* _EXERCISE INSTRUCTIONS_
• a. Answer these questions from the travel post below:
(i) How long did the first bus trip to Islamabad take?
(ii) How many people were crammed into the 13-seater at one rest stop?
(iii) How far before the address was the writer invited to stay?
• b. Reproduce the part of the travel post between "There weren’t a" and "a tad crammed.", inclusive.
** SOURCE DOCUMENT follows **
Mar 21

North on the KKH

by in Pakistan

Well, you know what they say, “The best laid plans of mice and men….”

Whoever thinks riding the FN around the globe might be a challenge hasn’t traveled the Karakoram Highway on a bus for 30 + hours! It had been suggested the northern parts of Pakistan were very scenic and worth visiting, but I decided doing it on the FN wasn’t really feasible given gas might be hard to come by and I didn’t feel I had anything to prove riding that far off my planned route.

There weren’t a great deal of options anyway as it turned out. Because it is still the end of winter, flights were not going in due to the weather so it looked as though a bus trip from Lahore to Islamabad, then a further two buses from there were my best bet. The first bus trip was 4 hours in a pretty nice coach to Islamabad, but they went downhill from then on.  The next bone-breaking journey lasted 28 hours to Gilgit then a final 3 hours to Hunza or was that the other way round? I’m too dazed to remember.

Buses and cars drove in convoy accompanied by a military escort at stages where it was considered dangerous.  A flat tyre and lots of stops for passport & identity checks made for an interesting ride. On one rest stop passengers offloaded to buy citrus trees to take back to their villages and with 18 people crammed into a 13 seater plus luggage and purchases it became a tad crammed.

By the time we reached Gilgit I was more tired and sore than I ever remember being in my life. Even in my old speedway racing & 24 hour endurance riding days I’m sure I didn’t feel this knackered. After a night’s sleep I was marginally ready to tackle the final section and thankfully this time the road was in better condition than the KKH, but I still felt pretty crap by the end.

Being dropped off in the dark beside the road in a power blackout isn’t the most favourable of conditions and all I could do was go door to door asking where the accommodation was. About 100 metres before the address I had, I was invited to stay – to hell with pushing on, I just accepted.
** End of SOURCE DOCUMENT **
** DATA EXCERPTS follows **
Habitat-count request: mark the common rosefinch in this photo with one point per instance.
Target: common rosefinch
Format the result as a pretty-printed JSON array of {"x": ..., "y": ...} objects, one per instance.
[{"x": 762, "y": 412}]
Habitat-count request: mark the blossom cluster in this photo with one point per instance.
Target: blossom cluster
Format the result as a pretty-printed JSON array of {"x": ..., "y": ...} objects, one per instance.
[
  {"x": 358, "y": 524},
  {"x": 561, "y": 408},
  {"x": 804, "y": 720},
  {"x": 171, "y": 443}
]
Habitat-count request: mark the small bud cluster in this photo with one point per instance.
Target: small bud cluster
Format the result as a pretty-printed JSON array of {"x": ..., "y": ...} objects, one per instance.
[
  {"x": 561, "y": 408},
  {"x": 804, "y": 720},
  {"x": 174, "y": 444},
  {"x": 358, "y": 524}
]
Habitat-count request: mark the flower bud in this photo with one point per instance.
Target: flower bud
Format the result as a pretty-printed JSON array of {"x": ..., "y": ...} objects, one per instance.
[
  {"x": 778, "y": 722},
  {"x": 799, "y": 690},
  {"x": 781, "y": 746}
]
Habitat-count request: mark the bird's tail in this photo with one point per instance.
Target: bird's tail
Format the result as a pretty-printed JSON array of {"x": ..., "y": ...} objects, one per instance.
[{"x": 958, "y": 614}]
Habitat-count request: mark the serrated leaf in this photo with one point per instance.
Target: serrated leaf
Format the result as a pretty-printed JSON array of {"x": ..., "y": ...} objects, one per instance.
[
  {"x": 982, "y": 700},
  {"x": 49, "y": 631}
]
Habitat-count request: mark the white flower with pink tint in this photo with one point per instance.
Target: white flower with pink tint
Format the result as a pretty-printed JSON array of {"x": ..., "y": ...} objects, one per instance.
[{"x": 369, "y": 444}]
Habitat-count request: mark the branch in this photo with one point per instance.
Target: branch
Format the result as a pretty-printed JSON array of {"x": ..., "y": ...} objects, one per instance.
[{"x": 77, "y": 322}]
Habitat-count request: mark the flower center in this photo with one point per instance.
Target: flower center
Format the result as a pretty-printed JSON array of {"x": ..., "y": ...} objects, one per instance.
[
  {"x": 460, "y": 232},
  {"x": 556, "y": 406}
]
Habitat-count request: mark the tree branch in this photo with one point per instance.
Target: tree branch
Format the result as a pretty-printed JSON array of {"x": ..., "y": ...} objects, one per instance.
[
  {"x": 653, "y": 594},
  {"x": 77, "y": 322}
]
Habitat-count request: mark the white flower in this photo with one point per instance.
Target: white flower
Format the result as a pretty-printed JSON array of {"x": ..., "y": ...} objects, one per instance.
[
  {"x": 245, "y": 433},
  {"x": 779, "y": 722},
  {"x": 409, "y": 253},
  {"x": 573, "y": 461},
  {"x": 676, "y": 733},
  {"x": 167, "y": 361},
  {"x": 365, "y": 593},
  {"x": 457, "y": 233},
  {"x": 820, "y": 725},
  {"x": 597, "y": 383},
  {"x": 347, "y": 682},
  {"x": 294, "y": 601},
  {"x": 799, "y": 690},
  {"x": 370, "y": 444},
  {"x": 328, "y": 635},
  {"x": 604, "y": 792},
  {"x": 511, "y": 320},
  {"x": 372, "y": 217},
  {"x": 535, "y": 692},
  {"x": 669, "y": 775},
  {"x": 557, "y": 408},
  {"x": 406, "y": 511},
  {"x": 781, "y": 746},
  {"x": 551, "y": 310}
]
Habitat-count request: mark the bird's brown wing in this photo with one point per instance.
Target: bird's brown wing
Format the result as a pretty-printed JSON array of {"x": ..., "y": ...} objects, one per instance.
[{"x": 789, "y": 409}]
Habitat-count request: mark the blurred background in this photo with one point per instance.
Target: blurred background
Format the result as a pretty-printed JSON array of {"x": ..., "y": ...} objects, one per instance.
** End of DATA EXCERPTS **
* _SOLVED TASKS_
• a.
(i) 4 hours
(ii) 18 people
(iii) About 100 meters

• b.
There weren’t a great deal of options anyway as it turned out. Because it is still the end of winter, flights were not going in due to the weather so it looked as though a bus trip from Lahore to Islamabad, then a further two buses from there were my best bet. The first bus trip was 4 hours in a pretty nice coach to Islamabad, but they went downhill from then on.  The next bone-breaking journey lasted 28 hours to Gilgit then a final 3 hours to Hunza or was that the other way round? I’m too dazed to remember.

Buses and cars drove in convoy accompanied by a military escort at stages where it was considered dangerous.  A flat tyre and lots of stops for passport & identity checks made for an interesting ride. On one rest stop passengers offloaded to buy citrus trees to take back to their villages and with 18 people crammed into a 13 seater plus luggage and purchases it became a tad crammed.